__Excerpted records__
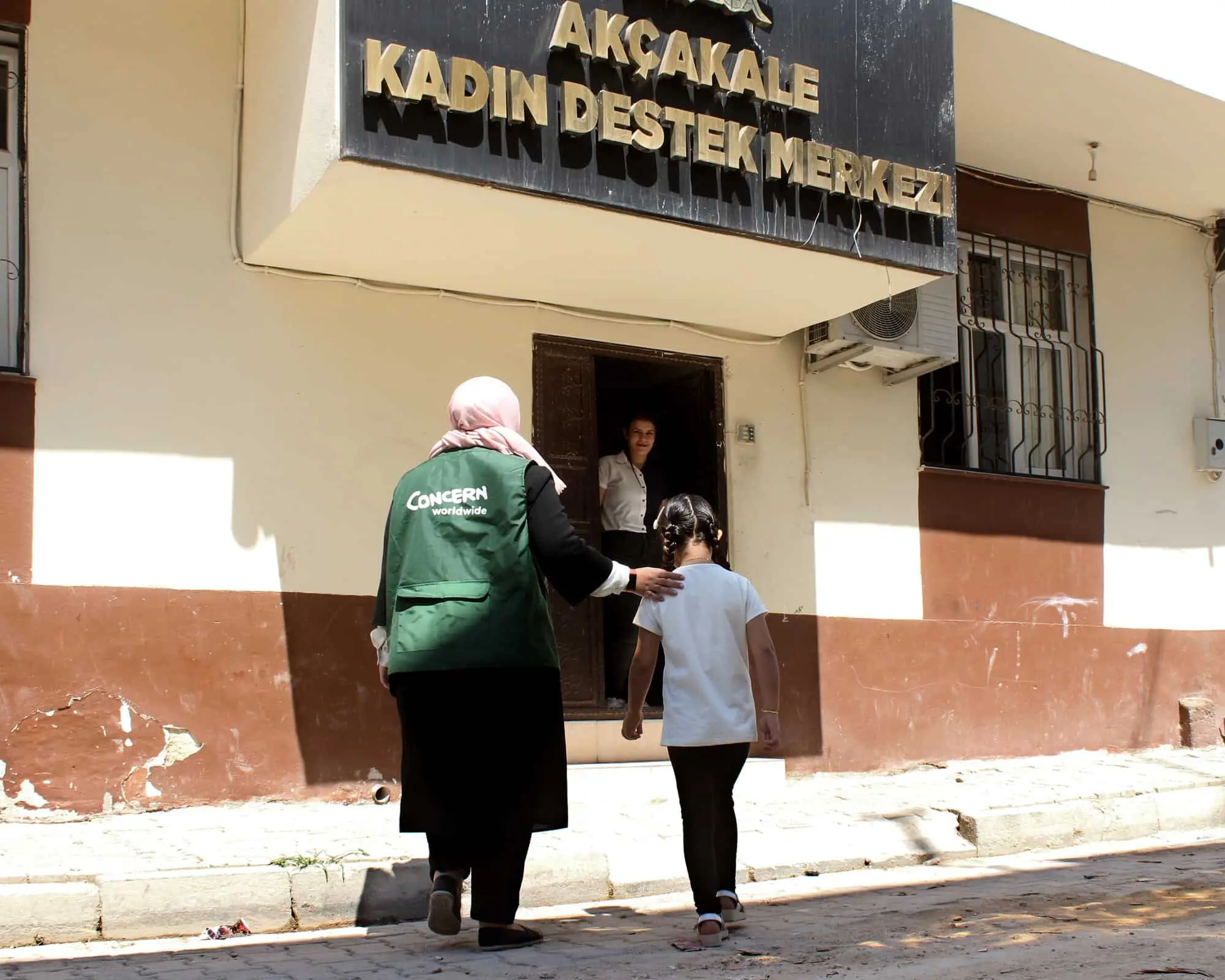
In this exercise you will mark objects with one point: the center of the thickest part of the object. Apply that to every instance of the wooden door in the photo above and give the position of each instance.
(564, 431)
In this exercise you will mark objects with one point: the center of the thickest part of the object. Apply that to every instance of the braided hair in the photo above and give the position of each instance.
(684, 519)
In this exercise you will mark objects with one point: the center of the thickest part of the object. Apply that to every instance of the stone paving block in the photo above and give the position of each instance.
(358, 895)
(559, 876)
(1020, 829)
(1199, 723)
(788, 854)
(64, 912)
(1197, 809)
(654, 867)
(183, 903)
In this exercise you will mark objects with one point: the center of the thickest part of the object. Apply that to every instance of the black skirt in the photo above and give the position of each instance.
(484, 752)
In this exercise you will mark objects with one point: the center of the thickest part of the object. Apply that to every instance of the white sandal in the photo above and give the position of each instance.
(711, 940)
(734, 917)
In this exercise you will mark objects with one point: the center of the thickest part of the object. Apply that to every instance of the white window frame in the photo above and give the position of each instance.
(1041, 433)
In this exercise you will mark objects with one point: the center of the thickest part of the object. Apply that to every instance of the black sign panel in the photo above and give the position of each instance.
(826, 124)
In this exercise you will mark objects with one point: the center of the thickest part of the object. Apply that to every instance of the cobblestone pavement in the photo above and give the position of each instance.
(1063, 916)
(602, 820)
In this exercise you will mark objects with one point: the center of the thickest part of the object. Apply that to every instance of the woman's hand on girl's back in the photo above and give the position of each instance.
(769, 731)
(658, 584)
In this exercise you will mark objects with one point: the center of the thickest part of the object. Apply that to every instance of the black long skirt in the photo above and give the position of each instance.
(484, 752)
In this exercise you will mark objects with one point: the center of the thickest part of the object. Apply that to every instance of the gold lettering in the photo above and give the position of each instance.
(680, 121)
(927, 202)
(650, 135)
(678, 58)
(580, 112)
(616, 118)
(571, 31)
(426, 81)
(874, 181)
(903, 187)
(530, 97)
(747, 79)
(465, 70)
(640, 36)
(820, 168)
(785, 159)
(498, 106)
(775, 91)
(711, 135)
(608, 46)
(848, 173)
(805, 85)
(382, 69)
(712, 70)
(741, 148)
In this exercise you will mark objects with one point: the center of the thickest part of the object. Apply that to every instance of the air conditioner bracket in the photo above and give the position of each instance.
(916, 371)
(841, 357)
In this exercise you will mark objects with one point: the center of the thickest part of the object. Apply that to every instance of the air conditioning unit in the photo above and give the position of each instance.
(907, 335)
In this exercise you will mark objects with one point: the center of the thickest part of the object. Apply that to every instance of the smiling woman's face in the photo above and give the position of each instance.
(640, 438)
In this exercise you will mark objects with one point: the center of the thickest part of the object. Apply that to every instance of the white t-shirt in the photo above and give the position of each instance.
(625, 496)
(709, 695)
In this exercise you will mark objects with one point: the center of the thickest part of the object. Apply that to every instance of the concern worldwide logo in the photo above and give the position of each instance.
(750, 8)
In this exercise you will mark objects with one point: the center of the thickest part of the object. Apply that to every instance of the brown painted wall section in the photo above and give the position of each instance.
(1006, 548)
(895, 692)
(284, 699)
(281, 693)
(17, 477)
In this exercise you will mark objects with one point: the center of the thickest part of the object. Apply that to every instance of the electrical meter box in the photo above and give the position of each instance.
(1211, 445)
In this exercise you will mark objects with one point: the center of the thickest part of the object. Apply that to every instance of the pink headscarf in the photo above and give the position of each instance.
(486, 412)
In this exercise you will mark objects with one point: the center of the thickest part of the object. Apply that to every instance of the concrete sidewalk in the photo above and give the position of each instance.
(311, 865)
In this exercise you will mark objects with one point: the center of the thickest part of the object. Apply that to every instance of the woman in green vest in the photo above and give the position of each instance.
(466, 646)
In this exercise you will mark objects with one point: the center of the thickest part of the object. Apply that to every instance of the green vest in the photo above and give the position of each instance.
(464, 590)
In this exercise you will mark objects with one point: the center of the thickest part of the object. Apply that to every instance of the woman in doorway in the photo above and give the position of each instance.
(466, 645)
(630, 489)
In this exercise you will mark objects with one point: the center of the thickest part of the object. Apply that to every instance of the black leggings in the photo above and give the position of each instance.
(706, 776)
(497, 870)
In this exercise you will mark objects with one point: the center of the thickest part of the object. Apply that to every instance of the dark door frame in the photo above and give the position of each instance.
(541, 405)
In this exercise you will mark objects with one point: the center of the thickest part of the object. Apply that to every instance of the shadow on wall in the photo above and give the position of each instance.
(346, 721)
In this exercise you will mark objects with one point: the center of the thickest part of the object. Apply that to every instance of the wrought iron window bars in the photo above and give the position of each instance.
(1028, 394)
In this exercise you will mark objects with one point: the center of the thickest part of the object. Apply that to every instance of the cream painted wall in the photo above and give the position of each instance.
(865, 493)
(1166, 524)
(205, 427)
(1182, 45)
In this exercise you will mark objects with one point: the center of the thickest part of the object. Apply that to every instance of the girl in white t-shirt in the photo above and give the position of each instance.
(712, 630)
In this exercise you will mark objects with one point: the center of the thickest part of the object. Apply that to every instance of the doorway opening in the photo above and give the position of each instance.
(584, 394)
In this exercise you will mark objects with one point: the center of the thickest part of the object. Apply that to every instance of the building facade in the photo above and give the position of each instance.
(254, 246)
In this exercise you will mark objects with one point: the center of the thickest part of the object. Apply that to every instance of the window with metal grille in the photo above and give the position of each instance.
(1027, 396)
(13, 356)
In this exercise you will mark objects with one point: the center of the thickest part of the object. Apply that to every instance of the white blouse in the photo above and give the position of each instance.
(625, 496)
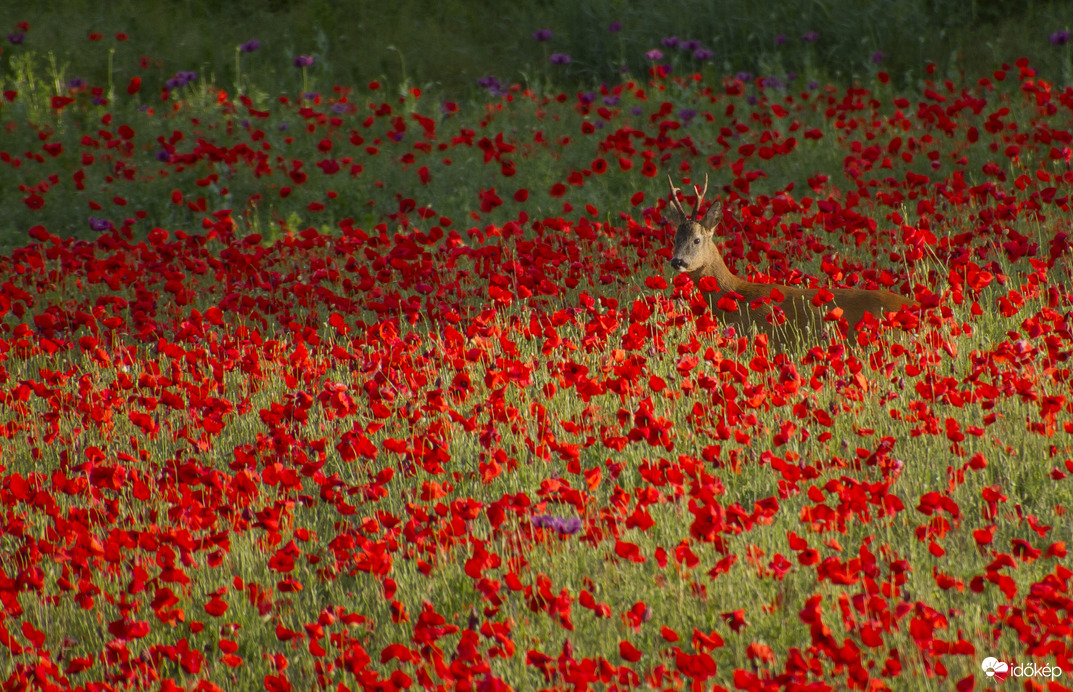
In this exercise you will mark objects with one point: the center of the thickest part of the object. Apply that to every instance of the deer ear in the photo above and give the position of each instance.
(674, 217)
(711, 218)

__Written task__
Transcribe every line in the entries above, taking out only the images.

__Correct answer__
In this exercise you will mark objects with one point: the center of the thickest part of the object. Apply that to every instance of the wooden door in the photo above and give the position of each instance.
(564, 431)
In this exercise you will mark objects with one point: the center of the thickest part of the object. Apply that to every instance of the braided hair in the photo above and give the position of each instance.
(684, 519)
In this exercise you will mark objects with one point: the center of the thickest part of the object. Apply that to every instance of the stone paving block in the photo above and give the position of each instance.
(358, 895)
(559, 876)
(1020, 829)
(1199, 723)
(788, 854)
(64, 912)
(1197, 809)
(654, 867)
(183, 903)
In this exercise you will mark objects with one point: the center of the thickest part of the object. Apply that to every instance of the black skirt in the photo above and give the position of each instance.
(484, 752)
In this exercise you will mark objects with one point: the center of the thickest part of the object. Apply that to every instance of the white sandal in the photo above and give the position of each instance.
(711, 940)
(734, 917)
In this exercise you will mark objects with one point: the center of the thickest part of the object. Apply that to every instance of the white window frame in the photo above and give the position of each instance.
(1041, 433)
In this exercise you will mark objects with one point: the center of the thickest part of the object. Apply that to every instance of the black sign panel in the photo above and give the position of each instance.
(826, 124)
In this exercise you will mark objects with one point: the center of the thickest part of the object. Apply that to every instance of the cobblestone pavement in the photo above and give the position of each instance.
(1063, 916)
(602, 820)
In this exercise you will mark objects with one point: the center of the thickest part of the object. Apply that to every instance of the woman's hand on girl's back in the photo above and give the position of each instance.
(769, 731)
(658, 584)
In this exercise you will mark objects with one point: the center of the thickest part of the object. Apply that to every instance of the black long skirt in the photo above and give the position of each instance.
(484, 752)
In this exercise you will mark objects with one point: the center of the thickest part of the object. Apply that to every instance of the gold lettering in the photo above and give the position of each instance.
(680, 121)
(927, 202)
(650, 135)
(678, 58)
(580, 112)
(616, 118)
(571, 31)
(426, 81)
(874, 181)
(903, 187)
(530, 97)
(747, 79)
(465, 70)
(640, 36)
(820, 168)
(785, 159)
(498, 106)
(775, 91)
(711, 135)
(608, 46)
(848, 173)
(805, 85)
(382, 69)
(712, 70)
(741, 148)
In this exercise you will mark objects with one point: the center of the thickest part of the object. Apply that to every instance of the air conditioner bracket in the photo above and give the position of each instance.
(916, 371)
(841, 357)
In this exercise you will mark objects with one point: the center of the thickest part of the object. Apply that to every instance of the air conditioning unit in the photo above and give the position of each instance.
(907, 335)
In this exercise you will mark objects with one point: the center of the thickest part of the object. Apply that to every instance of the smiling woman's face in the photo above and give the position of each instance.
(640, 438)
In this exercise you will mark objects with one point: the center of the thickest part of the object. Apply that to every instance of the white t-shirt in the photo above and give the position of each instance.
(625, 496)
(709, 695)
In this exercise you will mark objects with one point: the center of the thickest part of the object. Apply that to every instance of the concern worldwide logo in the photo above and give the position of each instance.
(750, 8)
In this exercise you will mark objects with one point: the center of the thickest part of the object. Apply that to every instance of the brown painted wall section in the photo above and give the position of each instance.
(1006, 548)
(895, 692)
(284, 699)
(281, 693)
(17, 477)
In this exercise you will mark objects with one point: the center of the thickest part of the object. Apply that to every instance of the electrical meter box in the photo above and give the position of each instance.
(1211, 445)
In this exercise you will mark objects with one point: the center of the thickest part of the object. Apply that to every instance of the pink headscarf in the photo above and give the position of each instance.
(486, 412)
In this exercise you will mark objects with one point: the center of the thickest part of the object. Apply that to every instance of the concrete sidewalk in the photo above and give the position of each instance.
(311, 865)
In this exercise you will mark objects with one point: the center of the thickest part of the object. Apply that to every instance of the woman in green vest in the photo above and give the position of each instance.
(466, 646)
In this exercise you will mark objects with one point: the center of the thickest part of the object. Apply that to every instance of the green vest in the photo above and give the position of each instance.
(464, 590)
In this exercise you will mark objects with one point: the center of the thickest part of the object. Apply that to every instance of the woman in doorway in the photo above and give the position of each instance.
(466, 645)
(630, 489)
In this exercise you will mark objects with one point: the center of the thickest part of the object. Apply that to every instance of the black leggings in the photo above and give the position of each instance.
(706, 776)
(497, 870)
In this exercise you will mark objects with one point: the center of the thickest part of the object. Apply that to every instance of the dark door frame in the photo above and give the position of each instance.
(541, 405)
In this exercise you will mark objects with one point: the center of the thickest part of the object. Apply that to every instance of the shadow on wall in the photo above and give the position of each instance.
(346, 721)
In this exercise you will mark objects with one point: the center of the thickest part of the object. Apply that to every instance of the wrought iron window bars in the photo above and give the position of each instance.
(1028, 394)
In this exercise you will mark objects with one point: the center of the thickest part of the object. Apply that to every instance of the cream painted wall in the photo above and give the position of each instance.
(865, 493)
(1166, 524)
(205, 427)
(1182, 45)
In this exercise you will mark objects with one point: the center of the thickest part of the object. Apply that to every instance of the girl in white t-shirt in the photo above and give the position of each instance.
(712, 630)
In this exercise you will mark objects with one point: the center of the thickest part of the object. Apply that to every instance of the doorway opening in the photo above and give the position of each instance.
(584, 394)
In this exercise you will mark objects with one point: the center of the thickest part of the object. Apply that to every instance of the building facade in the photo above and give the position of each instance.
(254, 246)
In this exercise you will mark objects with one point: the center of the thickest part of the object. Apply that to every instance of the window with metal grille in the photo above and give the position of each instance.
(1027, 396)
(13, 356)
In this exercise you will mark objects with one point: the center of the thickest part of the object. Apply that to every instance of the white blouse in the photo above and give the position of each instance.
(625, 496)
In this exercise you will mark objects with one point: the center of the thickest part of the object. Apply that to every instance of the deer ear in the photo above and give the position of each instance.
(674, 217)
(711, 218)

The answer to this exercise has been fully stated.